--- 読解文 ---
ウクライナ:270万人の障害者が危険にさらされている、と国連委員会が警告


 ジュネーブ(2022年4月14日)-ウクライナに対する継続的な軍事攻撃は、推定270万人の障害者の命を危険にさらしています。障害者の権利委員会は本日、停戦と敵対行為の停止を繰り返し求めているにもかかわらず、ロシア連邦の侵略を遺憾とした。同委員会は以下の声明を発表した。
 「当委員会は、ウクライナの障害者の運命がほとんど不明であることを深く憂慮している。 子どもを含む多くの障害者が、生命を維持するための薬、酸素供給、食料、水、衛生設備、日常生活支援、その他の基本的設備を利用できず、自宅、入所ケア施設、孤児院に閉じ込められたり見捨てられたりしているとの報告が続いている。
 障害者は、緊急情報、避難所、安全な場所へのアクセスが限られているか、全くなく、多くは支援ネットワークから切り離されているため、状況に対応し、周囲の状況を把握することができない状態である。
 継続的な軍事攻撃により、障害者は極めて脆弱で、危害を受ける重大なリスクにさらされている。 障害のある女性は、広く報告されているレイプや性的暴力のリスクが高まっている。国内避難民やウクライナの国境にたどり着いたと報告されている障害者はほとんどおらず、彼らの多くが安全な場所に逃げることができていないことを示している。
 国連障害者権利条約は、国際人道法および人権法を含む国際法の下で義務を果たす際に、障害者を含めることを確保するよう各国に求めている。 ロシア連邦とウクライナの両国が批准したこの条約は、武力紛争や人道的緊急事態を含む危険な状況において、障害者の保護と安全を確保するために必要なあらゆる措置をとることを各国に求めている。

--- 与えられた情報 ---
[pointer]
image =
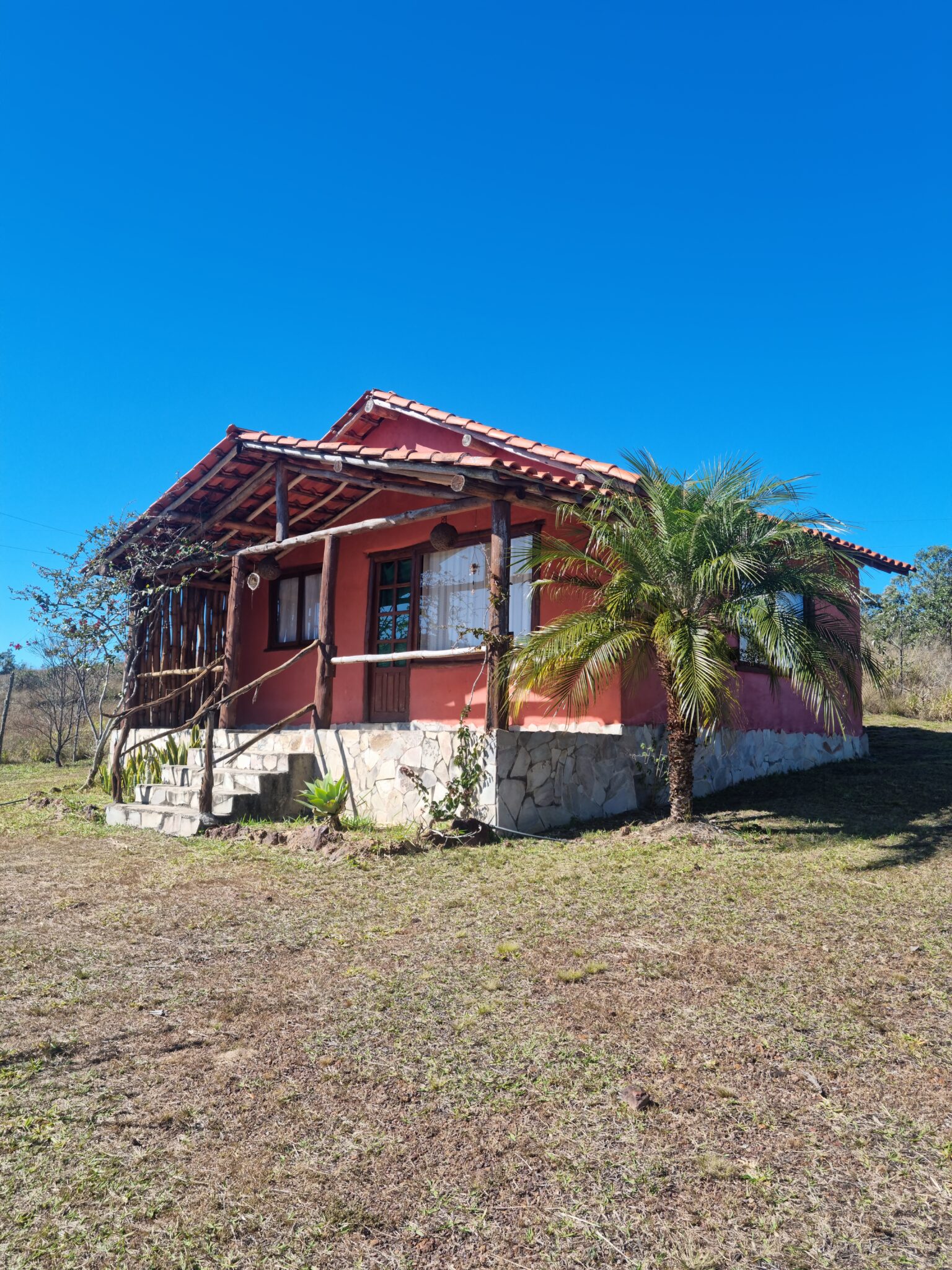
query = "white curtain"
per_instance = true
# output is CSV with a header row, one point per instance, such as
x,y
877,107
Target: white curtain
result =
x,y
455,595
519,588
786,600
287,611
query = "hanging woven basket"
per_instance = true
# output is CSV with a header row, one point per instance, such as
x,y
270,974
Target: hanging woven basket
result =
x,y
443,536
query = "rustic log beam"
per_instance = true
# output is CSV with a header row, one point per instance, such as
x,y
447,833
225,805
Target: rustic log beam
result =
x,y
239,526
270,502
379,522
324,682
320,504
232,634
206,794
177,502
281,500
215,515
500,636
419,654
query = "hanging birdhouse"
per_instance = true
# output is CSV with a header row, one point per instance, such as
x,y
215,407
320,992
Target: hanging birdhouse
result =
x,y
268,569
443,536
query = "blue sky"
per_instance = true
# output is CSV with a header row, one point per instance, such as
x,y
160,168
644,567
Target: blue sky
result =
x,y
702,229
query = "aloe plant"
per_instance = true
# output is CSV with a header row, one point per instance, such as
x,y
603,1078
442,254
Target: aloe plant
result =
x,y
327,799
174,752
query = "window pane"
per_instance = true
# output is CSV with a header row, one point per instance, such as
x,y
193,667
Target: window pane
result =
x,y
312,590
287,611
519,588
786,601
454,596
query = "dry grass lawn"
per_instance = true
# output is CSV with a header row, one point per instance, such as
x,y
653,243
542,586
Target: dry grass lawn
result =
x,y
611,1050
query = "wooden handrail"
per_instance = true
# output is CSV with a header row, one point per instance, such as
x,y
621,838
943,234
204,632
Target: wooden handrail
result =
x,y
420,654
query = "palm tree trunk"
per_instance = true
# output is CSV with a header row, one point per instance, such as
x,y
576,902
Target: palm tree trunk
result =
x,y
682,742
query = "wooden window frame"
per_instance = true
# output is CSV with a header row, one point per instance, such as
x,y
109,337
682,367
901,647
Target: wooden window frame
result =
x,y
301,572
418,551
758,667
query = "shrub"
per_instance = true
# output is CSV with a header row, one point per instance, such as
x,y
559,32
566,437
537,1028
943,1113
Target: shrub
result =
x,y
327,799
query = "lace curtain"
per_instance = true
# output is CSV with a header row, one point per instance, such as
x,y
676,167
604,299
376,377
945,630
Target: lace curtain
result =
x,y
455,595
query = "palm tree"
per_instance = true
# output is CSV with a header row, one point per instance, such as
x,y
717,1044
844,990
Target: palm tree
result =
x,y
673,575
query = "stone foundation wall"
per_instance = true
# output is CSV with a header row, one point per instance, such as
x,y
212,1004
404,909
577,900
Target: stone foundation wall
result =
x,y
536,779
547,779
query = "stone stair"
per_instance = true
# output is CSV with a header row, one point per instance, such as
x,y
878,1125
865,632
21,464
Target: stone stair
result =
x,y
263,783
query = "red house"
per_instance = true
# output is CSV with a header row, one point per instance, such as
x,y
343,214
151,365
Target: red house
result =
x,y
382,541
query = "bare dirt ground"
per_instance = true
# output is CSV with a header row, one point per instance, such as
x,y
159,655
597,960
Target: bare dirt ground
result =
x,y
621,1049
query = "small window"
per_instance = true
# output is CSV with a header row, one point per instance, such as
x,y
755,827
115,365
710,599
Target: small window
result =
x,y
295,602
786,600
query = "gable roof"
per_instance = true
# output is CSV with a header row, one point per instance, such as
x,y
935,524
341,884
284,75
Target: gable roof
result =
x,y
235,478
364,415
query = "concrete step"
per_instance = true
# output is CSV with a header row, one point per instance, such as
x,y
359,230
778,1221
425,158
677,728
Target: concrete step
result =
x,y
168,819
225,806
252,761
225,778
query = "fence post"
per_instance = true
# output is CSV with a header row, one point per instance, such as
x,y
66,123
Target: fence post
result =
x,y
205,794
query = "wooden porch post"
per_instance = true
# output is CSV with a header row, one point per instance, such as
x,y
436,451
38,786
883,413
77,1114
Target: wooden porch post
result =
x,y
236,590
281,500
499,633
324,686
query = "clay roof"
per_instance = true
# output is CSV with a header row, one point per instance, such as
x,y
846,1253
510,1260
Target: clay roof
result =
x,y
363,417
234,482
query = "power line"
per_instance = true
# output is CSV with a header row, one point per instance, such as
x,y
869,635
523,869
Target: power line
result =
x,y
41,525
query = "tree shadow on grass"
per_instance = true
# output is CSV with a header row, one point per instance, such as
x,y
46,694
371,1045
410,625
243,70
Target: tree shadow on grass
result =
x,y
899,799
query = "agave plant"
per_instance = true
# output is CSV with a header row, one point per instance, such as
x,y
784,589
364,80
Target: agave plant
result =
x,y
141,768
174,752
327,799
677,577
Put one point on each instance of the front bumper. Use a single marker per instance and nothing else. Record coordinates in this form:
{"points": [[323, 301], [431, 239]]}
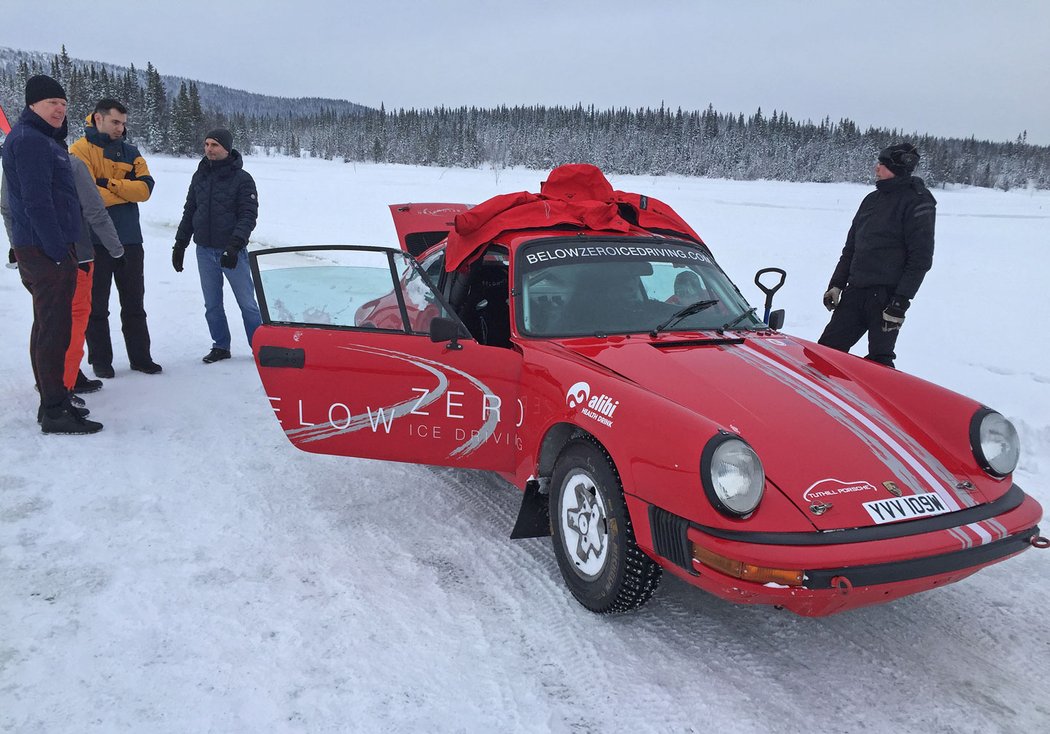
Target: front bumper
{"points": [[845, 569]]}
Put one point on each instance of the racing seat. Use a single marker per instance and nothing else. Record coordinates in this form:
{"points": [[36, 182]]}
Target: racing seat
{"points": [[485, 310]]}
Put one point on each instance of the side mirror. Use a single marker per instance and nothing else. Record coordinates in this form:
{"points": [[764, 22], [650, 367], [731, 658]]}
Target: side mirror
{"points": [[770, 290], [777, 319], [445, 330]]}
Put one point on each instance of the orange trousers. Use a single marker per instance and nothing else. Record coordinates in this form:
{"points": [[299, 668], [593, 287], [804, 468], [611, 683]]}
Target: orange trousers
{"points": [[81, 310]]}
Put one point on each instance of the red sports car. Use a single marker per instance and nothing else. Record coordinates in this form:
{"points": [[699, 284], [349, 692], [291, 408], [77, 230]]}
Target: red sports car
{"points": [[584, 343]]}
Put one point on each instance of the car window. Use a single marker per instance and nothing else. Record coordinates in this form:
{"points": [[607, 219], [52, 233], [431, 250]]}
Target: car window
{"points": [[351, 288], [618, 286]]}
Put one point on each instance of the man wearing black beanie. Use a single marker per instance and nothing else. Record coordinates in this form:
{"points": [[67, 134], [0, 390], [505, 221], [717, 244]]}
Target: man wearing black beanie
{"points": [[222, 207], [888, 250], [45, 221]]}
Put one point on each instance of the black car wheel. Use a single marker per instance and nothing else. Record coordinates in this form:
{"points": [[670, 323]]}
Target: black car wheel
{"points": [[592, 536]]}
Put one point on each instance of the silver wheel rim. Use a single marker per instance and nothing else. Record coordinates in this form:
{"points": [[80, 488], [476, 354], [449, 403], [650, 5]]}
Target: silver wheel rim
{"points": [[583, 519]]}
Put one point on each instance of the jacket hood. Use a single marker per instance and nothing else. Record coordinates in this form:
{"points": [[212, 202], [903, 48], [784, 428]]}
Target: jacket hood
{"points": [[825, 435]]}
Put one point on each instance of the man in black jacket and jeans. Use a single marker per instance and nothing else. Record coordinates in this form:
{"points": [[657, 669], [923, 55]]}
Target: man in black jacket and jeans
{"points": [[887, 252], [219, 214]]}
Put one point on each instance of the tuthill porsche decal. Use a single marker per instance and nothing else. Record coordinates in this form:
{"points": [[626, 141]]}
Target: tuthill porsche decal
{"points": [[338, 418], [599, 407], [833, 487]]}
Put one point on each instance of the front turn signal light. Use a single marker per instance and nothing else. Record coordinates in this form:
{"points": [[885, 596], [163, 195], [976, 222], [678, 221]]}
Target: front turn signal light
{"points": [[747, 571]]}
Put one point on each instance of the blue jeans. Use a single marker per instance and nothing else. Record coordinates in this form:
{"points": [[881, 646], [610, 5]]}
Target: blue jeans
{"points": [[244, 291]]}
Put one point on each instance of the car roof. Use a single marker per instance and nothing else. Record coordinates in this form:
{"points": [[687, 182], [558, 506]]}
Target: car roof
{"points": [[575, 198]]}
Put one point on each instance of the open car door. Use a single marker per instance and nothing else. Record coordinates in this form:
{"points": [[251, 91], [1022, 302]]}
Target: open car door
{"points": [[345, 358], [420, 226]]}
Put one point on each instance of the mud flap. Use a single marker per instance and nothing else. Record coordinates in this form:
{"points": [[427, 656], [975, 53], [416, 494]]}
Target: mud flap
{"points": [[533, 518]]}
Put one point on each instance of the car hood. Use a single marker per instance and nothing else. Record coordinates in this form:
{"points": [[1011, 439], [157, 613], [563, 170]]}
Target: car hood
{"points": [[824, 424]]}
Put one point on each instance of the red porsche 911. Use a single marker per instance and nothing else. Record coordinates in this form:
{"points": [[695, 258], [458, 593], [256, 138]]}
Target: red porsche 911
{"points": [[584, 343]]}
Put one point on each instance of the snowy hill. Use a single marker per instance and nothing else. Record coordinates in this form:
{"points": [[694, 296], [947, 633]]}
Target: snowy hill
{"points": [[188, 570]]}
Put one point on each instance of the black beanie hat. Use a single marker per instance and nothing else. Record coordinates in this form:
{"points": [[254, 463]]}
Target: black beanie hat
{"points": [[900, 159], [223, 137], [42, 87]]}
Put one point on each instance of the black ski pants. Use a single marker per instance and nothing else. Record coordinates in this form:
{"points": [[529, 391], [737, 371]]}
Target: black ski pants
{"points": [[51, 287], [131, 290], [860, 311]]}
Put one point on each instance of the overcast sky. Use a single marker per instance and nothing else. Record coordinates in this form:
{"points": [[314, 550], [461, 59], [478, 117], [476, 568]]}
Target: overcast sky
{"points": [[950, 67]]}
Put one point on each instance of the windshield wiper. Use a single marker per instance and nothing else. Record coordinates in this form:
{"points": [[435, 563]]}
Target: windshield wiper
{"points": [[693, 308], [739, 318]]}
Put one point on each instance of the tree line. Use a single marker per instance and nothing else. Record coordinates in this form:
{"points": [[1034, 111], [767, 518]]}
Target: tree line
{"points": [[167, 117]]}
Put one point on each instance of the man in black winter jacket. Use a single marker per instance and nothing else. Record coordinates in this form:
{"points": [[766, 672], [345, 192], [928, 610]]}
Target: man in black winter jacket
{"points": [[219, 214], [887, 252]]}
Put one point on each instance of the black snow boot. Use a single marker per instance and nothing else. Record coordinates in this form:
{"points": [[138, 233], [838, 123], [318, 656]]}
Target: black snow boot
{"points": [[66, 420], [215, 355]]}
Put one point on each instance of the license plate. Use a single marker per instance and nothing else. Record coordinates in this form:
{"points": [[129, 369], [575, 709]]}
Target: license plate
{"points": [[904, 507]]}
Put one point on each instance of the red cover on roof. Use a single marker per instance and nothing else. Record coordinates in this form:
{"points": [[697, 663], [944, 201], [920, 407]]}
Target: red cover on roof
{"points": [[576, 194]]}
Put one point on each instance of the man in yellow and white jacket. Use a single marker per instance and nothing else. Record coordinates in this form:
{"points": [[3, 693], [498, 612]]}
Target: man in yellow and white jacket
{"points": [[124, 181]]}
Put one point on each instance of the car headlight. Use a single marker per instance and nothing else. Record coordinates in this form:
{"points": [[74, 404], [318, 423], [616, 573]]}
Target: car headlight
{"points": [[732, 475], [994, 441]]}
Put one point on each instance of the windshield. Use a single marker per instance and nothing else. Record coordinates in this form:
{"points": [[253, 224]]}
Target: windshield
{"points": [[616, 286]]}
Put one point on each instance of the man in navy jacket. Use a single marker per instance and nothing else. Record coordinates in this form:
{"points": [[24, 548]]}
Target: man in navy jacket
{"points": [[888, 250], [219, 214], [45, 223]]}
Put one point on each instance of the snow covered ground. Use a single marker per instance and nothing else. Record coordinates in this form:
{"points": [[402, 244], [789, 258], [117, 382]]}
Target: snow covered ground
{"points": [[188, 570]]}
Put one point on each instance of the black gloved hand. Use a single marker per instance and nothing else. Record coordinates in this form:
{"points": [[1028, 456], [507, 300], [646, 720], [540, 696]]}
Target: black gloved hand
{"points": [[229, 258], [832, 297], [893, 316], [177, 254]]}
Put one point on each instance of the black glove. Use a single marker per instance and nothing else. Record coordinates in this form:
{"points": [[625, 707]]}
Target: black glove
{"points": [[832, 297], [177, 254], [229, 258], [893, 317]]}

--- 課題の内容 ---
ウクライナの障害者についての文章を、最後の文の後から続けて書いてください。 各行を参照する必要はありません。

--- 解答 ---
 また、この条約の締約国は、包括的(インクルーシブ)で利用しやすい(アクセシブルな)人道支援を提供するために、二国間および多国間の協力、障害者の代表組織やその他の市民社会組織との協力の義務も負っている。
 委員会は、人道支援活動に関わるすべての国、国連機関、市民社会、その他の関係者に対し、敵対行為に巻き込まれた障害者の訴えと要求を認識し、対応するよう求める。ジェンダーや年齢に応じたものも含め、彼らの具体的な要求が特定され、危機へのすべての対応に含まれる必要がある。人道的回廊へのアクセスの確保、避難・危機対応計画への組み込み、アクセス可能な緊急情報・通信手段の提供は、実施すべき措置である。
 すべての障害者が説明され、保護され、個々の支援の必要性を考慮した上で、人道支援への即時アクセスが提供されるようにするための措置をとる必要がある。難民や国内避難民の障害者、および難民のような状況にある障害者には、国境越え、受付、宿泊施設において、個々の要件に合わせた支援を提供し、移転支援を提供する必要がある。障害のある子どもは、家族から引き離されず、施設収容や人身売買などの有害な行為から保護されるよう、個別の支援を受ける必要がある。
 とりわけ、委員会はロシア連邦に対し、敵対行為を直ちに終了させ、国際人権法および人道法の原則を遵守し尊重するよう求める。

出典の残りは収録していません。